| OBJECTIVE |
Give the data below again, word for word.
* BEGIN *
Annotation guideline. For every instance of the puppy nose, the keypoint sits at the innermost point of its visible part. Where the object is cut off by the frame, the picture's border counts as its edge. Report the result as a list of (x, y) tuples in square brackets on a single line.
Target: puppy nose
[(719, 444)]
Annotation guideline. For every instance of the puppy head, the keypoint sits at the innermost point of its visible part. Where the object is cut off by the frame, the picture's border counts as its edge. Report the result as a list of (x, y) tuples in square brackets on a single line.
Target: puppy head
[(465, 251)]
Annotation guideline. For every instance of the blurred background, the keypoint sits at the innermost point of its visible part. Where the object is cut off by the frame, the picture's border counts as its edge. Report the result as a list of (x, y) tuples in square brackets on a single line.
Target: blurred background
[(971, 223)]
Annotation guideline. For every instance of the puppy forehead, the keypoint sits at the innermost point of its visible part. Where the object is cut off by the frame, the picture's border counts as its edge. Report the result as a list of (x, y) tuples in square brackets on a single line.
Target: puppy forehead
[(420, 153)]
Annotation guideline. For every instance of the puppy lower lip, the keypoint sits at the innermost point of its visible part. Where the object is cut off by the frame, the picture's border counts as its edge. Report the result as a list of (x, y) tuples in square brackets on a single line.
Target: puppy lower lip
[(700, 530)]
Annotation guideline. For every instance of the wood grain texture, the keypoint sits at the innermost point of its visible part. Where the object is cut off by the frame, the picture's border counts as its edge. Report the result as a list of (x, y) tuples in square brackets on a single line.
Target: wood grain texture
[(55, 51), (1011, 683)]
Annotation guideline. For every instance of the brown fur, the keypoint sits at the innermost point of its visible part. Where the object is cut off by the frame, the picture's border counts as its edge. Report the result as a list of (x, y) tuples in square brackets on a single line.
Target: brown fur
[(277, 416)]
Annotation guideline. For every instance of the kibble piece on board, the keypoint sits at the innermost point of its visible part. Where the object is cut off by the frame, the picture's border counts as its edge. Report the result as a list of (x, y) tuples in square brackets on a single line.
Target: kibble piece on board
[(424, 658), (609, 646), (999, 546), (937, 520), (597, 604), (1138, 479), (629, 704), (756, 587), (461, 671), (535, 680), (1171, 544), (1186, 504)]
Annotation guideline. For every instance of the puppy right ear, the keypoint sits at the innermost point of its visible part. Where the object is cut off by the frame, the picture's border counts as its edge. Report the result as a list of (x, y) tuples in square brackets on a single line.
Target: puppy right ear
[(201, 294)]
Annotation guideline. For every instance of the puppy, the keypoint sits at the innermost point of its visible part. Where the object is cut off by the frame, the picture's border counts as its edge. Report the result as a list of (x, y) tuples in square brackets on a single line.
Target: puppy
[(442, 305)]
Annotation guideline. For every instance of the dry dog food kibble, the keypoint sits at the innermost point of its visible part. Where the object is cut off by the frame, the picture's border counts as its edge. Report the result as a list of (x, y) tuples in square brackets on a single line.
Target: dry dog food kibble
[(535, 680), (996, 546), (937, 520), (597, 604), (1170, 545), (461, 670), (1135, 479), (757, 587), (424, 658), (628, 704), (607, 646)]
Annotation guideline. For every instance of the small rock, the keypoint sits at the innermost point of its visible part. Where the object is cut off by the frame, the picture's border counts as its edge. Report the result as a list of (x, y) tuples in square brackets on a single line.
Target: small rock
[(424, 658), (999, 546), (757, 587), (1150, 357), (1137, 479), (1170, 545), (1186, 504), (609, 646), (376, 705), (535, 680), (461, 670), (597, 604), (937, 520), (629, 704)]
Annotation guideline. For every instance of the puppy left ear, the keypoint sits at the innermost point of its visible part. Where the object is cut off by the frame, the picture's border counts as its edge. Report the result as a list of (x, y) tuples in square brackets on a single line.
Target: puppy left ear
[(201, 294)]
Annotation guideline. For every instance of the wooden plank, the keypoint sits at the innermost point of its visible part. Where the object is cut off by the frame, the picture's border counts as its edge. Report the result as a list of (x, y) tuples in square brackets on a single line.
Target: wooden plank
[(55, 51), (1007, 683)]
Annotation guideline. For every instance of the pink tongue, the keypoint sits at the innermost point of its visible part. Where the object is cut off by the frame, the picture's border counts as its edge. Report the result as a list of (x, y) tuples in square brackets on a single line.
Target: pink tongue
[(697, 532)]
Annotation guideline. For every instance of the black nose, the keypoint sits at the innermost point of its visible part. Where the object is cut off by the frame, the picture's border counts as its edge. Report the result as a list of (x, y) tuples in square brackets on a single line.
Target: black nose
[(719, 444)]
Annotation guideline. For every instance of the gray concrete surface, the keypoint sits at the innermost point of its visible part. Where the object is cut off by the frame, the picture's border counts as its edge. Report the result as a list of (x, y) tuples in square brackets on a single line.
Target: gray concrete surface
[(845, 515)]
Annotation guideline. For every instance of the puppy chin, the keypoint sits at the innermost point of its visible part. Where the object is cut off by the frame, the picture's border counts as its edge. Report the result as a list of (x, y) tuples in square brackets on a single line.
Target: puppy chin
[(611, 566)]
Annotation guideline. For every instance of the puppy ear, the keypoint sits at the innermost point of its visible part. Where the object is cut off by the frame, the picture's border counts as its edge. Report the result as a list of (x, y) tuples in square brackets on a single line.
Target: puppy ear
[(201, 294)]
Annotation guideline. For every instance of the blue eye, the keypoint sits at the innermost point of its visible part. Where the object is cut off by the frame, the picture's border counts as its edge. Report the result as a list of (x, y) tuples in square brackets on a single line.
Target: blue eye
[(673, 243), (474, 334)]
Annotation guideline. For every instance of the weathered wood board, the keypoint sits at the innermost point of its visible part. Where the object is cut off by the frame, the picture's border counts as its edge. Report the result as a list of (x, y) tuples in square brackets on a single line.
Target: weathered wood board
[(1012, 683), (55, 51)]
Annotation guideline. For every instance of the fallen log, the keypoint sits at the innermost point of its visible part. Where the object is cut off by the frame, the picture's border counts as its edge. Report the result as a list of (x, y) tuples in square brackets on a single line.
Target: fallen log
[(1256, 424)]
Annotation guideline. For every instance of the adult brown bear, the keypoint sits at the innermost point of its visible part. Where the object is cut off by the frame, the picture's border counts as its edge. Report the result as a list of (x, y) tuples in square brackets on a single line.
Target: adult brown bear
* END *
| WORKED ANSWER |
Annotation guideline. For every instance of the puppy nose, the keypoint sits at the innermost point of its visible part. Where the object is cut off by the frame, the picture's border counts as its edge. Report the result as a list of (x, y) tuples in square brackets on a single line.
Target: puppy nose
[(719, 444)]
Annotation guideline. For every instance of the puppy head, the keypoint sits at the innermost point of its visible part. Where the object is cut off by the frame, the picture's border counts as its edge. Report the result as a list of (x, y) tuples in square brackets on a single line.
Target: puppy head
[(465, 251)]
Annotation guideline. For every instance of the blurred background, the keypoint sits at the innermost point of its visible part. Where the object is cut off by the frame, the picture's border counts as its edge. Report the result as a list of (x, y) tuples in square brackets on a single line.
Target: blurred background
[(971, 223)]
Annotation guideline. For every instance of the puppy forehead, the keypoint sits at the innermost point of its visible part. Where the object is cut off by the frame, the picture's border counts as its edge. Report the result as a list of (x, y) tuples in square brackets on a single line.
Target: puppy forehead
[(420, 153)]
Annotation guideline. For every instance of the puppy lower lip, the keypoint sits at the innermost point of its visible part. Where the object is cut off by the frame, the picture's border counts as its edge. Report the result as a list of (x, y) tuples in square brackets on a single line.
Target: puppy lower lip
[(700, 530)]
Annotation guideline. For every instance of the wood grain texture, the keypoint sits at the innermost point of its visible part. Where the object is cut off by the frame, the picture's border counts as its edge. Report the result as a list of (x, y) tuples in square brackets on a single line.
Target: wood grain texture
[(55, 51), (1011, 683)]
Annotation guideline. For every instance of the brown fur, the keypoint sits at the innermost point of its visible part. Where the object is cut off by the frame, the picture's border counts as its edge. Report the result as a list of (x, y) tuples in square brackets on a single line.
Target: brown fur
[(277, 416)]
Annotation guideline. For every instance of the kibble piece on board, the keypoint sits at the innermost point of its visible part. Where the object is cut off by the frame, the picture's border counts as its edge. Report the result as a list of (x, y) tuples in square brackets on a single line.
Target: kibble piece on board
[(424, 658), (609, 646), (999, 546), (937, 520), (597, 604), (1138, 479), (629, 704), (756, 587), (461, 671), (535, 680), (1171, 544), (1186, 504)]
Annotation guideline. For every instance of the puppy right ear, the keypoint sits at the innermost point of its visible part. Where the object is cut off by the frame, the picture's border counts as its edge. Report the result as a list of (x, y) tuples in square brackets on a single line.
Target: puppy right ear
[(201, 294)]
Annotation guideline. For every instance of the puppy, the keypoint sits at the innermost point of its visible part. Where the object is cut off by the frame, the picture's border counts as its edge. Report the result as a list of (x, y) tuples in square brackets on a single line.
Target: puppy
[(442, 305)]
Annotation guideline. For every instance of the dry dog food kibble, the keypoint sits at the innermost point of its visible part. Where the object is cut off by the frame, the picture's border counts as its edge. Report the result as a list of (x, y) tuples in square brackets on a single line.
Target: dry dog food kibble
[(535, 680), (996, 546), (937, 520), (597, 604), (1170, 545), (461, 670), (1135, 479), (757, 587), (424, 658), (628, 704), (607, 646)]
Annotation guideline. For every instance of the small rock, the keypoint sits at the innermost point of its visible part. Where the object is cut off by the frame, the picture's border counts as its edge. Report the result as a list of (x, y) tuples in square brackets on a single line.
Target: small rock
[(424, 658), (999, 546), (757, 587), (1150, 357), (1137, 479), (1170, 545), (1186, 504), (609, 646), (376, 705), (535, 680), (461, 670), (597, 604), (937, 520), (629, 704)]
Annotation guideline. For every instance of the puppy left ear, the keypoint sits at the innermost point of its visible part. Where the object is cut off by the frame, the picture's border counts as its edge. Report the result as a list of (x, y) tuples in square brackets on a single line.
Target: puppy left ear
[(201, 294)]
Annotation guideline. For every instance of the wooden plank, the keypoint sits at the innermost point of its visible part. Where the object is cut off by the frame, the picture's border counts as its edge. Report the result as a list of (x, y) tuples in square brackets on a single line.
Target: wooden plank
[(55, 51), (1007, 683)]
Annotation guideline. For every instance of the pink tongue, the keypoint sits at the innermost point of its visible part. Where the object is cut off by the frame, the picture's border counts as its edge. Report the result as a list of (x, y) tuples in square brackets on a single line.
Target: pink tongue
[(697, 532)]
Annotation guideline. For every instance of the black nose, the keypoint sits at the innermost point of its visible part. Where the object is cut off by the frame, the picture's border counts as its edge. Report the result as a list of (x, y) tuples in square brackets on a single line.
Target: black nose
[(719, 444)]
Annotation guideline. For every instance of the gray concrete surface, the keypoint sits at the innermost point of its visible part. Where the object is cut off by the frame, the picture's border counts as its edge. Report the result as a list of (x, y) tuples in square brackets on a single line.
Target: gray concrete surface
[(845, 515)]
Annotation guideline. For every instance of the puppy chin, the keypoint sits at the innermost point of its visible part. Where the object is cut off by the frame, the picture's border counts as its edge. Report the result as a list of (x, y) tuples in square brackets on a single line.
Target: puppy chin
[(611, 566)]
Annotation guideline. For every instance of the puppy ear, the keypoint sits at the innermost point of its visible part. Where the object is cut off by the frame, the picture's border counts as its edge. Report the result as a list of (x, y) tuples in square brackets on a single line.
Target: puppy ear
[(201, 294)]
Annotation guideline. For every instance of the blue eye, the keypoint sits at the innermost point of its visible part. Where the object is cut off by the frame, the picture's border counts as its edge. Report the result as a list of (x, y) tuples in square brackets on a single line.
Target: blue eye
[(673, 243), (474, 334)]
Annotation guideline. For every instance of the weathered wood board, the keypoint sits at the innermost point of its visible part. Where the object is cut off by the frame, the picture's border counts as its edge. Report the result as a list of (x, y) tuples in square brackets on a single line.
Target: weathered wood board
[(1012, 683), (55, 51)]
Annotation guideline. For every instance of the fallen log, the keypoint sits at the innermost point of its visible part. Where the object is cut off by the frame, the picture's border counts as its edge. Report the result as a list of (x, y) tuples in square brackets on a single line.
Target: fallen log
[(1256, 424)]
Annotation guideline. For every instance of the adult brown bear, the keypoint sits at the innermost point of its visible part. Where the object is cut off by the frame, the picture's border counts as its edge. Report the result as a list of (x, y) tuples in square brackets on a single line.
Target: adult brown bear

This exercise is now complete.